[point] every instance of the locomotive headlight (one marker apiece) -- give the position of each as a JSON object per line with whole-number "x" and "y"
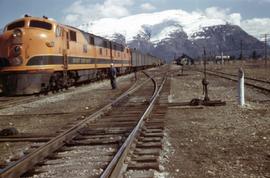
{"x": 15, "y": 61}
{"x": 17, "y": 33}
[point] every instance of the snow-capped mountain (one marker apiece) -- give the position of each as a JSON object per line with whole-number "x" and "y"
{"x": 160, "y": 24}
{"x": 171, "y": 33}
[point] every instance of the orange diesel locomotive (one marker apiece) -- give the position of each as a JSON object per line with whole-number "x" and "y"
{"x": 38, "y": 54}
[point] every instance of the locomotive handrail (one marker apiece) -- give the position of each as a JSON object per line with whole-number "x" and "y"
{"x": 28, "y": 161}
{"x": 114, "y": 167}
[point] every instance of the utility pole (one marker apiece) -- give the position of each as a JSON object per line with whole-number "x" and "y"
{"x": 265, "y": 48}
{"x": 241, "y": 47}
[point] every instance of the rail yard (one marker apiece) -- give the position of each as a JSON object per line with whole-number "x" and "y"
{"x": 146, "y": 128}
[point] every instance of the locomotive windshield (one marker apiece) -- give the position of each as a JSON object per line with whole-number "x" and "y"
{"x": 40, "y": 24}
{"x": 14, "y": 25}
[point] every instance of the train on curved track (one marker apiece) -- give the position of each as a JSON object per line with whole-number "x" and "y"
{"x": 40, "y": 55}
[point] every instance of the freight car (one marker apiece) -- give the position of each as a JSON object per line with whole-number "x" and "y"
{"x": 39, "y": 54}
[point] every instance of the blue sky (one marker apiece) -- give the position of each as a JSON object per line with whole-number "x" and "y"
{"x": 74, "y": 12}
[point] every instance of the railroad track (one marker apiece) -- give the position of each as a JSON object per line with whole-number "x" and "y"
{"x": 11, "y": 101}
{"x": 262, "y": 85}
{"x": 6, "y": 102}
{"x": 107, "y": 132}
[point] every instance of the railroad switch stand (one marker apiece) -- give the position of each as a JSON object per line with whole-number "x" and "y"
{"x": 205, "y": 89}
{"x": 206, "y": 101}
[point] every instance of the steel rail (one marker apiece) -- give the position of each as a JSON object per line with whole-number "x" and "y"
{"x": 249, "y": 78}
{"x": 235, "y": 80}
{"x": 28, "y": 161}
{"x": 115, "y": 166}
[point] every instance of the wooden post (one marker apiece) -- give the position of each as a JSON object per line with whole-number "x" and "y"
{"x": 241, "y": 87}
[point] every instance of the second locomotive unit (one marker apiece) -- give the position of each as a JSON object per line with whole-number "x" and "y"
{"x": 38, "y": 54}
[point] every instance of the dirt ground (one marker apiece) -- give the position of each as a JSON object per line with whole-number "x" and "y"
{"x": 224, "y": 141}
{"x": 50, "y": 114}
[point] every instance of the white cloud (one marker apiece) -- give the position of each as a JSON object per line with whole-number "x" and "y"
{"x": 82, "y": 11}
{"x": 256, "y": 26}
{"x": 147, "y": 7}
{"x": 223, "y": 14}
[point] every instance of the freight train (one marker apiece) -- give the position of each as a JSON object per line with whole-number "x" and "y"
{"x": 39, "y": 54}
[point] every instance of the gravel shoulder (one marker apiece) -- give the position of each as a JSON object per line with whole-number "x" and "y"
{"x": 52, "y": 113}
{"x": 224, "y": 141}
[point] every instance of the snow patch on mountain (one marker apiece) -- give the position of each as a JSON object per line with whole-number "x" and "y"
{"x": 160, "y": 25}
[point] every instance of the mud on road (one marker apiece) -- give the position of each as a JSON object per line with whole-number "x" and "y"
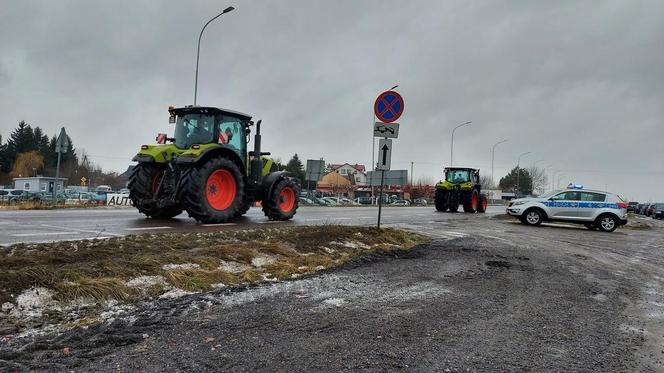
{"x": 499, "y": 296}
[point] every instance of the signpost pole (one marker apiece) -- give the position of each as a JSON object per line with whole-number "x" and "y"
{"x": 380, "y": 196}
{"x": 57, "y": 176}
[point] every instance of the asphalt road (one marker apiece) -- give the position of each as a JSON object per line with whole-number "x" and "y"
{"x": 76, "y": 224}
{"x": 487, "y": 295}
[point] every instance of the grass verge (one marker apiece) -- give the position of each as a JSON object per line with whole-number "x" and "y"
{"x": 142, "y": 267}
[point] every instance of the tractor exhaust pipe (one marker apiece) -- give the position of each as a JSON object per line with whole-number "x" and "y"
{"x": 256, "y": 161}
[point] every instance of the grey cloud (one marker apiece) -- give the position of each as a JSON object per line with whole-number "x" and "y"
{"x": 578, "y": 83}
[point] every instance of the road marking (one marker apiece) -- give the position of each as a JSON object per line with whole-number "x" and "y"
{"x": 42, "y": 234}
{"x": 146, "y": 228}
{"x": 99, "y": 232}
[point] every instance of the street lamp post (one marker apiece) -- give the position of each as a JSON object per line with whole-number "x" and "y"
{"x": 493, "y": 152}
{"x": 373, "y": 144}
{"x": 532, "y": 178}
{"x": 452, "y": 142}
{"x": 198, "y": 51}
{"x": 518, "y": 171}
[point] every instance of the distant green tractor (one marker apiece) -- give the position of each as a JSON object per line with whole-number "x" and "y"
{"x": 461, "y": 186}
{"x": 208, "y": 172}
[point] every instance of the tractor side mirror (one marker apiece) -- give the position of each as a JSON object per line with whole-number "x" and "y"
{"x": 161, "y": 138}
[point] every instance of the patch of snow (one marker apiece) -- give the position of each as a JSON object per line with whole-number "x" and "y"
{"x": 351, "y": 244}
{"x": 269, "y": 279}
{"x": 172, "y": 267}
{"x": 262, "y": 261}
{"x": 233, "y": 267}
{"x": 175, "y": 293}
{"x": 144, "y": 282}
{"x": 338, "y": 302}
{"x": 33, "y": 301}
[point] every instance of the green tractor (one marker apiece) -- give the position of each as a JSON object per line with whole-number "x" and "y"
{"x": 460, "y": 187}
{"x": 207, "y": 170}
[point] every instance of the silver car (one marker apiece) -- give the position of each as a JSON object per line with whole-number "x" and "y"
{"x": 592, "y": 208}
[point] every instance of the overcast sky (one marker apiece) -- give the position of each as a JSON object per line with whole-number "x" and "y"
{"x": 578, "y": 83}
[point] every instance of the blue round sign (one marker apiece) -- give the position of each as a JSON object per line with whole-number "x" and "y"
{"x": 388, "y": 106}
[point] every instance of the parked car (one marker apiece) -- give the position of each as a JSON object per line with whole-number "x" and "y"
{"x": 306, "y": 201}
{"x": 104, "y": 189}
{"x": 657, "y": 211}
{"x": 420, "y": 201}
{"x": 592, "y": 208}
{"x": 631, "y": 207}
{"x": 649, "y": 210}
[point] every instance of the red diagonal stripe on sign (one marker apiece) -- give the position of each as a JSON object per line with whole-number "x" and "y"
{"x": 388, "y": 107}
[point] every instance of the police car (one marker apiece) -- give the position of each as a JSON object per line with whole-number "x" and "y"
{"x": 594, "y": 209}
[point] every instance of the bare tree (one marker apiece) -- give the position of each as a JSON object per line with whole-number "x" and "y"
{"x": 539, "y": 178}
{"x": 486, "y": 183}
{"x": 424, "y": 180}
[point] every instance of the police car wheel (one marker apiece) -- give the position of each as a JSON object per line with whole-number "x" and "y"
{"x": 607, "y": 223}
{"x": 532, "y": 217}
· · · · · · ·
Copy every entry above exactly as it stands, but leave the pictures out.

[point] every instance of the locomotive headlight (one marker apiece) -- give the position of each as a JSON object per line with whole-number "x" and "y"
{"x": 15, "y": 61}
{"x": 17, "y": 33}
[point] every instance of the snow-capped mountain (one marker apiece) -- give the position of each as a JSON object per line with whole-number "x" and "y"
{"x": 160, "y": 24}
{"x": 171, "y": 33}
[point] every instance of the orange diesel locomotive (one marker apiece) -- give the position of each as a JSON object per line with whole-number "x" and "y"
{"x": 38, "y": 54}
[point] every instance of the locomotive handrail (one marker apiece) -- give the position of each as a JSON object per line with whole-number "x" and "y"
{"x": 28, "y": 161}
{"x": 114, "y": 167}
[point] every instance of the utility pole (one marker apiece) -- give the position of each as a JSON object per line with whole-number "x" and "y"
{"x": 265, "y": 48}
{"x": 241, "y": 47}
[point] every instance of the rail yard (one marker apiece) -- give the position of each as a JSON object per line with whole-number "x" and "y"
{"x": 146, "y": 128}
[point] every instance of the locomotive windshield (one marker apiece) -- give the position of each as a JSON object per line with whole-number "x" and "y"
{"x": 40, "y": 24}
{"x": 14, "y": 25}
[point] every instance of the train on curved track (one marker apiece) -- give the position of each as a JSON object per line with whole-number "x" and "y"
{"x": 40, "y": 55}
[point] every instance of the freight car (one marker apiece) -- give the position of each as a JSON object per line with whole-number "x" and "y"
{"x": 39, "y": 54}
[point] every instance of the blue sky (one marker apiece) -- give the position of each as a JSON object per line with whole-number "x" and "y"
{"x": 74, "y": 12}
[point] every instance of the railroad track (one marker apiece) -- give the position of each as a JSON object per line with whole-number "x" and "y"
{"x": 11, "y": 101}
{"x": 262, "y": 85}
{"x": 6, "y": 102}
{"x": 107, "y": 132}
[point] every instance of the railroad switch stand (one marker apiece) -- give the position of each as a JSON object per line with whole-number "x" and "y"
{"x": 205, "y": 89}
{"x": 206, "y": 101}
[point] every instance of the steel rail (one marker apiece) -- give the position of each as a JSON object per line with whole-number "x" and "y"
{"x": 249, "y": 78}
{"x": 235, "y": 80}
{"x": 28, "y": 161}
{"x": 115, "y": 166}
[point] every instance of the wooden post (one marker apiece) -- give the position of each as a JSON object per line with whole-number "x" and "y"
{"x": 241, "y": 87}
[point] every instance of the second locomotive unit (one marker apiece) -- give the position of each as a JSON object per line with whole-number "x" and "y"
{"x": 38, "y": 54}
[point] every instance of the dirt ground (one marker apiece) -- give the position of each as a JSON object per line with whole-number "x" and "y"
{"x": 224, "y": 141}
{"x": 50, "y": 114}
[point] every instance of the white cloud (one marker apiece) -- give the position of each as a JSON object per line with whole-number "x" and "y"
{"x": 82, "y": 11}
{"x": 256, "y": 26}
{"x": 147, "y": 7}
{"x": 223, "y": 14}
[point] every instance of the freight train (one marker apiece) -- give the position of each as a JSON object per line with whole-number "x" and "y"
{"x": 39, "y": 54}
[point] every instance of the gravel shoulder (one marker apiece) -- give the position of each as a JSON object per line with whole-number "x" and "y"
{"x": 52, "y": 113}
{"x": 224, "y": 141}
[point] every instance of the snow patch on mountain (one marker apiece) -- give the position of each as a JSON object per line with whole-number "x" and "y"
{"x": 160, "y": 25}
[point] every instance of the mud on road (one marker apiece) -- give the position of each as a JSON object per line with whole-number "x" and "y"
{"x": 499, "y": 296}
[point] every instance of the signpost pole (one marker apiece) -- give the position of each as a JSON object per line with whole-number "x" and "y"
{"x": 380, "y": 196}
{"x": 57, "y": 176}
[point] every instance of the asphalt road (one marker apiece) -- give the position of each as a JSON object per line with whole-number "x" and "y"
{"x": 76, "y": 224}
{"x": 487, "y": 295}
[point] every instance of the grass verge (one marker apiece) -- give the position of each as a JSON object per line with whole-number "x" and "y"
{"x": 142, "y": 267}
[point] every instance of the tractor exhaust pipe (one marker apiece) -- give the position of each as a JSON object per line with whole-number "x" and "y"
{"x": 256, "y": 161}
[point] every instance of the grey cloud (one marker apiece) -- give the position of each as a JSON object per line with whole-number "x" and "y"
{"x": 578, "y": 83}
[point] every instance of the road marking (one marker apiece) -- give the position of each as a JSON object per line with whole-number "x" and "y"
{"x": 42, "y": 234}
{"x": 146, "y": 228}
{"x": 99, "y": 232}
[point] every instance of the street lamp post (one marker apiece) -- give the position of each as a JSON object per line with whole-number "x" and "y"
{"x": 493, "y": 152}
{"x": 373, "y": 144}
{"x": 532, "y": 178}
{"x": 452, "y": 142}
{"x": 198, "y": 51}
{"x": 518, "y": 171}
[point] every instance of the distant green tractor (one marker apiece) -- give the position of each as a JSON object per line with whole-number "x" and "y"
{"x": 461, "y": 186}
{"x": 208, "y": 172}
[point] every instance of the tractor side mirror (one marker apiece) -- give the position of each as a JSON object per line with whole-number "x" and "y"
{"x": 161, "y": 138}
[point] every instance of the patch of snow (one marker apiece) -- give the position of each as a JSON object per line with whole-number "x" and "y"
{"x": 351, "y": 244}
{"x": 269, "y": 279}
{"x": 172, "y": 267}
{"x": 262, "y": 261}
{"x": 233, "y": 267}
{"x": 175, "y": 293}
{"x": 144, "y": 282}
{"x": 338, "y": 302}
{"x": 33, "y": 301}
[point] every instance of the green tractor (one marker apiece) -- give the position of each as a JSON object per line with whole-number "x" and "y"
{"x": 460, "y": 187}
{"x": 207, "y": 170}
[point] every instance of the silver car (one marker apiece) -- give the position of each as a JSON object per line with whole-number "x" and "y"
{"x": 592, "y": 208}
[point] every instance of the overcast sky (one marker apiece) -- give the position of each as a JSON object per line with whole-number "x" and "y"
{"x": 578, "y": 83}
[point] every instance of the blue round sign (one marker apiece) -- give the position of each as a JSON object per line with whole-number "x" and "y"
{"x": 388, "y": 106}
[point] every instance of the parked car (one marker apiece) -- give the position of each as a JSON object per line with whole-number "x" and "y"
{"x": 306, "y": 201}
{"x": 104, "y": 189}
{"x": 657, "y": 211}
{"x": 420, "y": 201}
{"x": 592, "y": 208}
{"x": 631, "y": 207}
{"x": 649, "y": 210}
[point] every instance of the red diagonal stripe on sign (one marker apiece) -- give the position of each as a JSON object per line with whole-number "x" and "y"
{"x": 388, "y": 107}
[point] every instance of the police car (one marker apiece) -- give the position of each as a JSON object per line with whole-number "x" and "y"
{"x": 594, "y": 209}
[point] every instance of the bare tree (one marker apiece) -- give the position of each as a JSON object per line with whole-number "x" and "y"
{"x": 539, "y": 178}
{"x": 486, "y": 183}
{"x": 424, "y": 180}
[point] every instance of the police car wheel (one marker apiece) -- give the position of each as a JSON object per line with whole-number "x" and "y"
{"x": 607, "y": 223}
{"x": 532, "y": 217}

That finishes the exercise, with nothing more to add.